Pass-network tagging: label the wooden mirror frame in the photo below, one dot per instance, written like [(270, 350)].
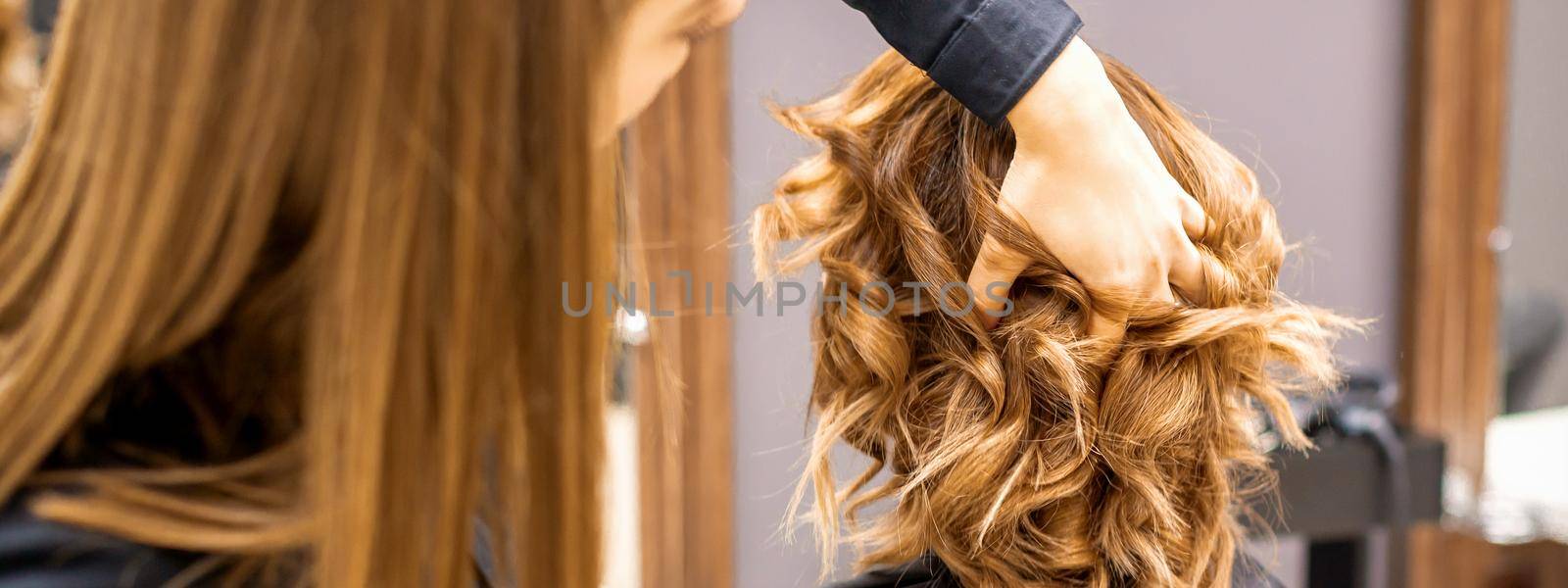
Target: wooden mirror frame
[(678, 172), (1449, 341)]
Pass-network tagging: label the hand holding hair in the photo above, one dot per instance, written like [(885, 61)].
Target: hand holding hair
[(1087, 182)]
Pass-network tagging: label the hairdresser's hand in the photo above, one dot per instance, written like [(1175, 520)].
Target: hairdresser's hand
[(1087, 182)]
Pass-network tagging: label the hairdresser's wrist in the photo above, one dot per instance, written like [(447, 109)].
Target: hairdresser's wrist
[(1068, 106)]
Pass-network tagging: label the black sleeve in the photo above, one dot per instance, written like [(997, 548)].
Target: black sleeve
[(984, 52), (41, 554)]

- - -

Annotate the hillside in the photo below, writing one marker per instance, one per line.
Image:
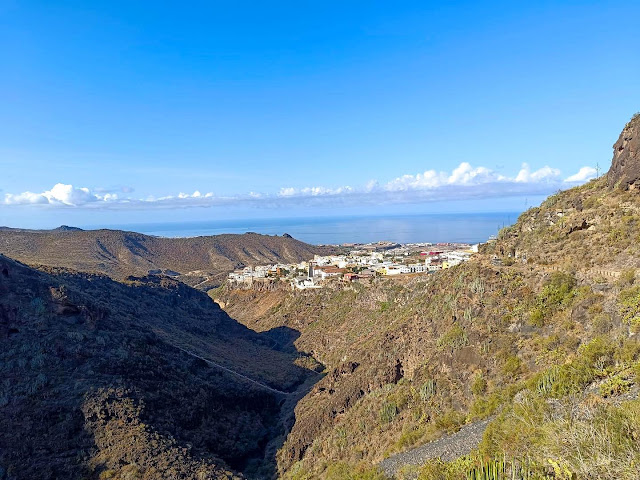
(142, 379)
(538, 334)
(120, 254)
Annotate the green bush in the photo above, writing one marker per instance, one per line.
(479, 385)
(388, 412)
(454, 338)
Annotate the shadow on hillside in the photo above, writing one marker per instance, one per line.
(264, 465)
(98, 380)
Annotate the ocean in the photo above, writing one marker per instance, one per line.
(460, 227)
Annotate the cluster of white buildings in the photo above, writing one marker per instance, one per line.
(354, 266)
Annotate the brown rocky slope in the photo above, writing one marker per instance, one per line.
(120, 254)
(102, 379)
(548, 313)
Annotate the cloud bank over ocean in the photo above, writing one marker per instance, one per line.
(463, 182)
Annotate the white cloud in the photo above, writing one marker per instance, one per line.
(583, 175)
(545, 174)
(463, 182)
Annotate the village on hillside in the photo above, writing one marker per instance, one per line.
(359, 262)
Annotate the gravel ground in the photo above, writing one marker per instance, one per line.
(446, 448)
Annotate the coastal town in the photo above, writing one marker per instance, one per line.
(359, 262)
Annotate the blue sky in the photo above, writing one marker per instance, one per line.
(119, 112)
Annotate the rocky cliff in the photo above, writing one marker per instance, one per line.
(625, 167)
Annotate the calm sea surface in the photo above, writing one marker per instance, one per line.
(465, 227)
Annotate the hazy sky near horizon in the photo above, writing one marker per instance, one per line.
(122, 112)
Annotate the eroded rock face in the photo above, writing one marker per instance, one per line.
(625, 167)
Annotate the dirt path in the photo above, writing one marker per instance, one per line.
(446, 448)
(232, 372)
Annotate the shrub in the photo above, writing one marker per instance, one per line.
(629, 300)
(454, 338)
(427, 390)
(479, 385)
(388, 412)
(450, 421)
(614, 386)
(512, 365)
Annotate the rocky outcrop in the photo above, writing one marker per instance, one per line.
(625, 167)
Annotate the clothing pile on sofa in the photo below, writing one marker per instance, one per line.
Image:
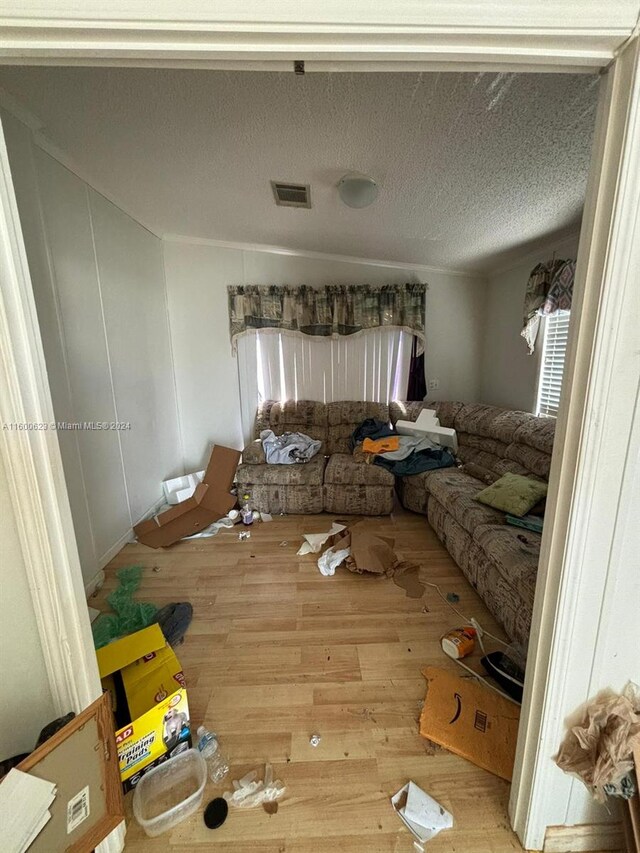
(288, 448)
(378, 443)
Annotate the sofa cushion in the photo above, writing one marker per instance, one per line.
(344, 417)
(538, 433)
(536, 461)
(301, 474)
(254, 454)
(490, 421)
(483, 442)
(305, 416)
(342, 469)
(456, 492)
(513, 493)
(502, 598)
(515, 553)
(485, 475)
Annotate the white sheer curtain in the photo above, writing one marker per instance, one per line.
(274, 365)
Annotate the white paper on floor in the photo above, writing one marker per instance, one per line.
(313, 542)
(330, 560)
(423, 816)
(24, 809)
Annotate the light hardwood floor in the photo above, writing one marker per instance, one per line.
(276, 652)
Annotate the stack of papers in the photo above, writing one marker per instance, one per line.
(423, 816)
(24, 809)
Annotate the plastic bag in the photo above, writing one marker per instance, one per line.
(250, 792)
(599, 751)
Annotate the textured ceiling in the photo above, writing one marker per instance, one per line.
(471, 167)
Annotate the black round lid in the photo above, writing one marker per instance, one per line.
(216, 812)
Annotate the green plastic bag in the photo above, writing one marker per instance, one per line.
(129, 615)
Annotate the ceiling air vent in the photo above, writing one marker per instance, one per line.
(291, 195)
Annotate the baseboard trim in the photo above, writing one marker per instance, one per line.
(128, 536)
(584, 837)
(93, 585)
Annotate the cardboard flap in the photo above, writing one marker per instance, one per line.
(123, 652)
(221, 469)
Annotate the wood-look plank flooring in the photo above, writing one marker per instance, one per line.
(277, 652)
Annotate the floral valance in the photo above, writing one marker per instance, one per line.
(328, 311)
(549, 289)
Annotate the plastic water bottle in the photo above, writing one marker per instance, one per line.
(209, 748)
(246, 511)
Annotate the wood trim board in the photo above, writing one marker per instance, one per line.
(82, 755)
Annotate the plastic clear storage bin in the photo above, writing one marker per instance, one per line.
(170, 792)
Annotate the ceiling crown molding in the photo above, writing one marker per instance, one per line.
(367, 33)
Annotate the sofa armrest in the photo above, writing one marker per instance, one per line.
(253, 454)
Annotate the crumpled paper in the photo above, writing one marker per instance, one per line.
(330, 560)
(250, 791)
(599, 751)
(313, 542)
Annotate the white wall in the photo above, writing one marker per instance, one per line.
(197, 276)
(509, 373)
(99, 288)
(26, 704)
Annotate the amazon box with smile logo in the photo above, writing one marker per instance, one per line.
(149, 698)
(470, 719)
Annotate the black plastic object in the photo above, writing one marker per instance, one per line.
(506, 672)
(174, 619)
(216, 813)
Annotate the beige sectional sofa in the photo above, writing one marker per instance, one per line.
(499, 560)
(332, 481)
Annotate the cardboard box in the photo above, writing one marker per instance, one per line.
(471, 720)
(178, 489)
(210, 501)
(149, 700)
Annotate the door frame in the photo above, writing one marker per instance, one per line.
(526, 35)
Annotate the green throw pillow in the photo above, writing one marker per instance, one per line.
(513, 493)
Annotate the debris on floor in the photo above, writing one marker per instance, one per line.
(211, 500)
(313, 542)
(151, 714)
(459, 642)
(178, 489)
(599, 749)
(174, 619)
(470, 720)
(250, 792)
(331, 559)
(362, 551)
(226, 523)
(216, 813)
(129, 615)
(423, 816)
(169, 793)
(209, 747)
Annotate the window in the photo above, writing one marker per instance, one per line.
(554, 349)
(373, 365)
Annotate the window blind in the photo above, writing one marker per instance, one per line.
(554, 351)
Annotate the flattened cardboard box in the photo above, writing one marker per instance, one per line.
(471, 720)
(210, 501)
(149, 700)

- - -

§ TASK
Gather each row above that holds the word "holding", and copy those rows out in full.

§ FULL OUTPUT
Pass-network tagging: label the hand holding hair in the photo above, one dot per instance, written like [(885, 61)].
Target: hand holding hair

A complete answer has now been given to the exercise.